What you should do: Reproduce every line of the listing as written, apart from the pictures.

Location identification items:
■ ■ ■ ■ ■ ■ ■

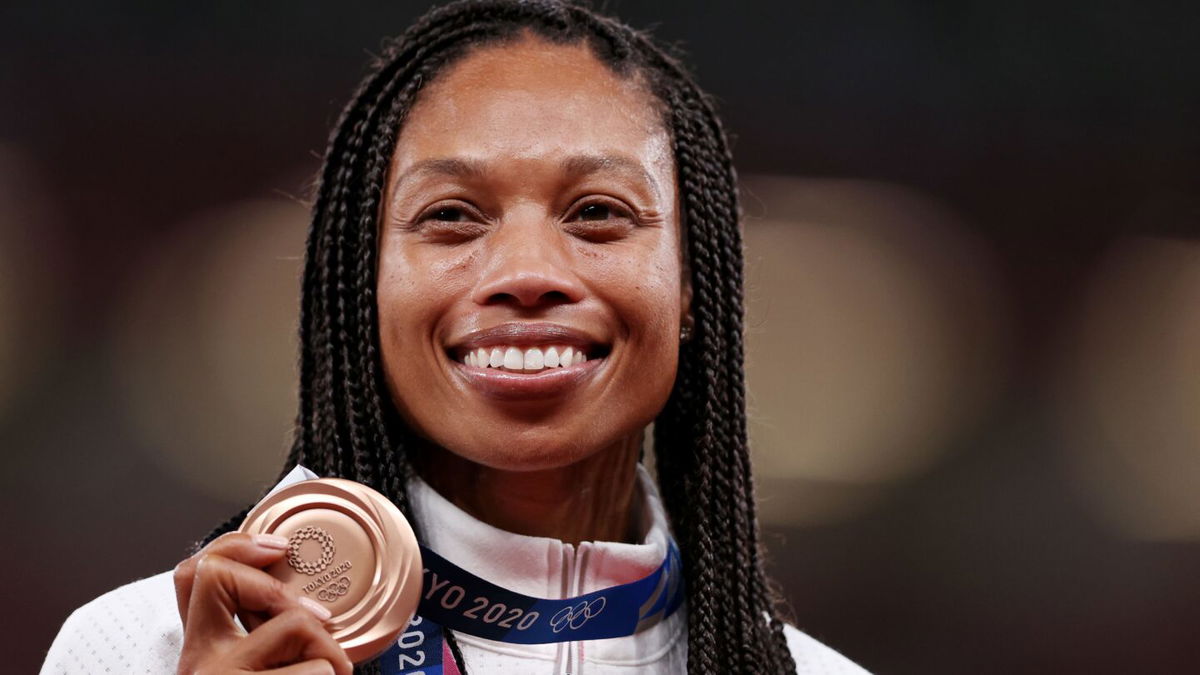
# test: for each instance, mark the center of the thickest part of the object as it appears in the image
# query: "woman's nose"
(528, 267)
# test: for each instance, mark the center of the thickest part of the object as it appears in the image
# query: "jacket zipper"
(570, 655)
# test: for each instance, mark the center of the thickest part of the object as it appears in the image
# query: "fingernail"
(311, 605)
(271, 541)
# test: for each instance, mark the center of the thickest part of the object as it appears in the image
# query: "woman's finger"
(297, 634)
(223, 587)
(255, 550)
(316, 667)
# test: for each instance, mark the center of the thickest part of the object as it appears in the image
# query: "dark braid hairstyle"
(347, 424)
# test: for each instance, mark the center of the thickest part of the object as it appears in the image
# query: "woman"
(525, 249)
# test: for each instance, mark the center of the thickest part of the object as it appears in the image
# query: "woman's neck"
(593, 500)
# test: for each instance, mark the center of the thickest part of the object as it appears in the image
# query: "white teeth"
(525, 359)
(514, 359)
(533, 359)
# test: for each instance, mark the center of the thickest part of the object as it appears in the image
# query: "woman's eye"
(595, 211)
(448, 214)
(601, 222)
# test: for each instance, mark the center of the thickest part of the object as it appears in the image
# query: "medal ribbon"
(455, 598)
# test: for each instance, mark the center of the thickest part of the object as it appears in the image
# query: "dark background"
(1062, 137)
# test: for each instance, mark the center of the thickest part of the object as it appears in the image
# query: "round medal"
(349, 549)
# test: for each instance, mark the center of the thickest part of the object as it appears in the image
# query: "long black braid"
(347, 424)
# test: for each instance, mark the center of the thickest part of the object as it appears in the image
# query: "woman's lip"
(504, 384)
(523, 335)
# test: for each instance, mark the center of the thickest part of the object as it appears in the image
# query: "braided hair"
(347, 424)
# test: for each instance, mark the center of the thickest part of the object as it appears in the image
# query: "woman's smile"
(527, 360)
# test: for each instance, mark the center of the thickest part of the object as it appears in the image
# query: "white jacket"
(136, 628)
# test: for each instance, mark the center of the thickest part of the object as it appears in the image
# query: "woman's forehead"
(533, 100)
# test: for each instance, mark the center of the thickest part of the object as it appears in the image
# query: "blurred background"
(973, 250)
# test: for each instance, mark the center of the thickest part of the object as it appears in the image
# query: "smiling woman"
(525, 250)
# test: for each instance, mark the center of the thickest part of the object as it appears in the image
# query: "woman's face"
(529, 216)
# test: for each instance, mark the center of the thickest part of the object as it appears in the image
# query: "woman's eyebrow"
(585, 165)
(443, 166)
(576, 166)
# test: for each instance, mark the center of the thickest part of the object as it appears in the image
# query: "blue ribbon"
(455, 598)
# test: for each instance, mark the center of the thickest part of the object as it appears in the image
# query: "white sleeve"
(815, 658)
(135, 628)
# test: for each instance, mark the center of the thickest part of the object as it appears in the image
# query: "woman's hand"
(287, 633)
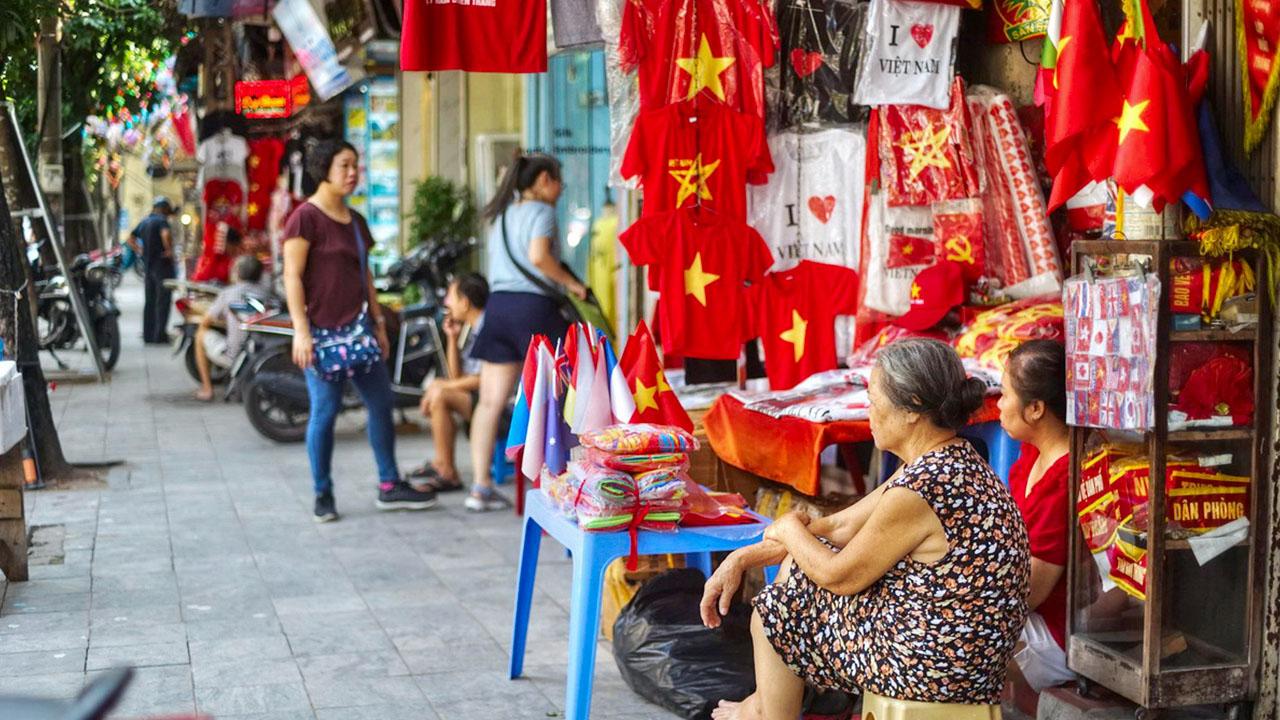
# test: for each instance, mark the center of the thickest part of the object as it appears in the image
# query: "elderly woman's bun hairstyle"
(927, 377)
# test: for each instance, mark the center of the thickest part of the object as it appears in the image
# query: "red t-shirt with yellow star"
(795, 315)
(702, 261)
(696, 153)
(716, 49)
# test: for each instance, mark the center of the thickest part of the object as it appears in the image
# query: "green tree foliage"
(106, 45)
(442, 210)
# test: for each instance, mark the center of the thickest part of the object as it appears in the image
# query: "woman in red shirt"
(1033, 411)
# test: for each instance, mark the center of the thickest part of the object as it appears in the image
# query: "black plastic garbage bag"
(670, 659)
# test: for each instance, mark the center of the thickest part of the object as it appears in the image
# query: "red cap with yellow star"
(935, 291)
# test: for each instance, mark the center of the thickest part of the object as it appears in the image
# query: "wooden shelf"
(1247, 335)
(1210, 434)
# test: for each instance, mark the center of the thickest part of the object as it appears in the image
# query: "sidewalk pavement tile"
(137, 656)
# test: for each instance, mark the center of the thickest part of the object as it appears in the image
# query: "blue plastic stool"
(1001, 450)
(592, 554)
(501, 469)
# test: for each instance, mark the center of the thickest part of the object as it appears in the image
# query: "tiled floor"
(199, 564)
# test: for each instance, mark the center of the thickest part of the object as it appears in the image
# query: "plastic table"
(592, 554)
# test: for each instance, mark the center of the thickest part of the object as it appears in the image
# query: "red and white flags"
(583, 387)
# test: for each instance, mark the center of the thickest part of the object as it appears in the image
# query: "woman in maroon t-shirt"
(329, 287)
(1033, 411)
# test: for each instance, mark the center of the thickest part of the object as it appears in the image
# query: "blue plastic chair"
(501, 469)
(592, 554)
(992, 442)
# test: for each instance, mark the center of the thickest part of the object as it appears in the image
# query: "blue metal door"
(568, 117)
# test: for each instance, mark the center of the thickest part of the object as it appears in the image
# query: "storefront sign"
(312, 46)
(264, 99)
(301, 91)
(273, 99)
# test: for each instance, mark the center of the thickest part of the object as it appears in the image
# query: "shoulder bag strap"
(533, 277)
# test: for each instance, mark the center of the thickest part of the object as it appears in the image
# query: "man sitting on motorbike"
(247, 273)
(448, 402)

■ ■ ■ ■ ■ ■ ■

Solved exercise:
# test: for each instance, mark the center of the thickest part of the object as it appears in the image
# query: "woman's nose"
(528, 267)
# test: for each instance, mark the center of the thickest part of the object as it appears in the image
# query: "jacket zipper"
(570, 655)
# test: for each instance, mark the center of the thickest part of the object as it appears in the image
# query: "fingernail"
(311, 605)
(271, 541)
# test: for each instance, mark the center of the thickest part of the object as it appears in the image
# query: "woman's finger"
(297, 634)
(223, 587)
(255, 550)
(316, 667)
# test: for each instance, mark the center of the thickest part of the object as it appears in the image
# query: "dark braid hairstyle"
(347, 424)
# test: for each instance, mark the center of the thickest part of the object as it appears in the image
# query: "woman"
(525, 249)
# test: for each instance, mark the center of the thickest part of the object as it appears in the image
# query: "woman's neck"
(593, 500)
# test: for each instance, mark the center of the thickest part of the object as it appears in the image
# query: "white teeth"
(525, 359)
(514, 359)
(533, 359)
# test: for each instance, mark the center of the thickest part of the object as it appears in the image
# query: "woman's eye"
(595, 211)
(448, 214)
(601, 222)
# test: for each instance, mark the center of the thickest part of the object as it appears in the image
# query: "medal ribbon"
(455, 598)
# test: for each instance, mark the center of the thickest part of the object as it appears in the image
# query: "dark background"
(1062, 137)
# test: for each instance, mark the center of the thickest part of the object as it appears in the image
# query: "round medal"
(349, 549)
# test: for each instance, mark the center of the thickest part of the object as it appears in the image
# query: "long black braid"
(347, 424)
# test: for each instance, mark the center of the thickest part of the object as it appears in the image
# query: "woman's lip"
(504, 384)
(523, 335)
# test: for each instance, mark the center of the thickest part of the object as it appears in the image
# query: "braided hair"
(347, 424)
# test: for each instance, mark the center of the thickest part of the object as it appears in the image
# query: "woman's smile"
(527, 360)
# test: for each instance, mark the center of the thickest part of the object as it appears in the image
# query: "white jacket"
(136, 628)
# test: for each instance, mark the center of the thickest part of the object as it appears in the image
# query: "woman's forehead"
(533, 100)
# test: for each instance, mark the center of the thickest part of the object as it appears in the image
# query: "blurred background"
(973, 250)
# test: for each instance, mark the center of the thickest part of the object as it appears in the image
# query: "smiling woman"
(525, 250)
# test: for each instance, mark the center of the thickest part of the object as it appears in the image
# query: "woman's face"
(529, 216)
# test: for each instance, mark the center of the thickest part of the object as it appears in the image
# query: "woman's eyebrow"
(585, 165)
(443, 166)
(576, 166)
# test: for each instance, mark the center of the thickest part of the object as it appears in the image
# query: "blue ribbon"
(455, 598)
# test: for each instance, mark the center of the thickest part of the object as it appears in the image
# query: "white sleeve"
(815, 658)
(135, 628)
# test: for each instance, mark the center of the thickest part of the object as it appears in the image
# query: "woman's hand"
(287, 633)
# test: for each instance, mark the center of the thickest part of the object as it appears in the image
# query: "elderly woman's bun hairstyle"
(927, 377)
# test: for each instance, mark the center of the thickest part of the object as it appears in the image
# query: "red t-shirt with yellow star"
(795, 315)
(702, 261)
(696, 153)
(716, 49)
# test: for each instance, mark the center of the thickest part of the object as it appears in the image
# query: "green tree foliage"
(106, 45)
(442, 210)
# test: for each instance, mark the center of the thickest part of the object as it appears in the image
# query: "woman in red shirt"
(1033, 411)
# test: for each instance, mark the center of the thickest part of the object as it appears in the image
# query: "black plastic garbage bag"
(670, 659)
# test: for each instance, mark the center of the thickest part of the object as it appears in the image
# query: "red cap with yellow star"
(935, 291)
# test: for each instance, mark the center of the thickest part of the object as it appears in the image
# query: "wooden shelf"
(1247, 335)
(1210, 434)
# test: for each instance, mark the center of the thickest part of the object as it appears in the image
# query: "sidewalk pavement tile"
(137, 656)
# test: for each instance, mark the center of the thickest part of the object as it appears in the image
# query: "blue plastic stool"
(1001, 450)
(592, 554)
(501, 469)
# test: for each instance, mark the center of the thickest part of the object as it appears in the image
# query: "tiled floor"
(199, 564)
# test: for each instance, mark the center of the thickest part of the object as it appears in the image
# query: "plastic table"
(592, 554)
# test: for each instance, mark the center of the thickest part of the object as it appears in the image
# query: "red and white flags"
(583, 387)
# test: for each instance, mark the center of the thickest part of the object as it appears in the image
# query: "woman in maroon t-shirt"
(329, 287)
(1033, 411)
# test: for each instance, mark the center of the thickest part of the object as it appears in the image
# query: "blue plastic chair"
(501, 469)
(592, 554)
(992, 442)
# test: for each instance, mark the center of the thickest part of the object as it appears in the image
# query: "blue metal door"
(568, 117)
# test: for each instance, mark the center of the thickest part of the object as it appears in the image
# query: "storefront sign"
(312, 46)
(264, 99)
(301, 91)
(273, 99)
# test: for each instance, mark the center of the thickest part of the object as it appears in the image
# query: "shoulder bag strap"
(533, 277)
# test: for each instance, mark the center of the thickest part of the object as it appears in the image
# query: "man sitting on motorbike"
(247, 273)
(448, 402)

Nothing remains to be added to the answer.